Copy out all of the records below word for word, omitting the pictures.

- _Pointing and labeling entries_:
[Begin]

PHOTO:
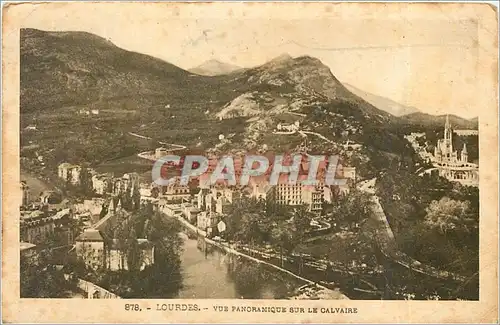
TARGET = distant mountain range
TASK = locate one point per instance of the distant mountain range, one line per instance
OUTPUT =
(63, 72)
(382, 103)
(411, 115)
(214, 68)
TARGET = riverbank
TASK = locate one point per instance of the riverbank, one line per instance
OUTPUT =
(311, 290)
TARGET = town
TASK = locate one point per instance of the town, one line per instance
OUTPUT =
(86, 227)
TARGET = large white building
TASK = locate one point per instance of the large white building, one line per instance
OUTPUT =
(450, 164)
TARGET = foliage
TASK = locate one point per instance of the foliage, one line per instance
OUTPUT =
(448, 215)
(44, 281)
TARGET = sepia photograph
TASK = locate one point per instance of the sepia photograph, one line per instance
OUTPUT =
(188, 153)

[End]

- _PROBLEM SOLUTION_:
PHOTO:
TARGET = distant mountain range
TASK = locate one point per instance of the distant mountain range, one line per instance
OUTPUT =
(63, 72)
(382, 103)
(411, 115)
(214, 68)
TARGET = riverbank
TASK = locate one point per instance of the riverbank, one line per instance
OUTPUT =
(311, 290)
TARGET = town
TASK = locate one point per instance of the town, one line per instance
OUTPUT =
(86, 227)
TARGET = large white building
TASK = locate one point per instance of the large white building, one line per instance
OUTPUT =
(450, 164)
TARGET = foliage
TASK = locate one point per instance of the foliage, one line per instance
OUTPUT =
(448, 215)
(44, 281)
TARGET = sepia photograph
TASK = locate one point per instance of the sepia photograph, one line per instance
OUTPUT =
(188, 153)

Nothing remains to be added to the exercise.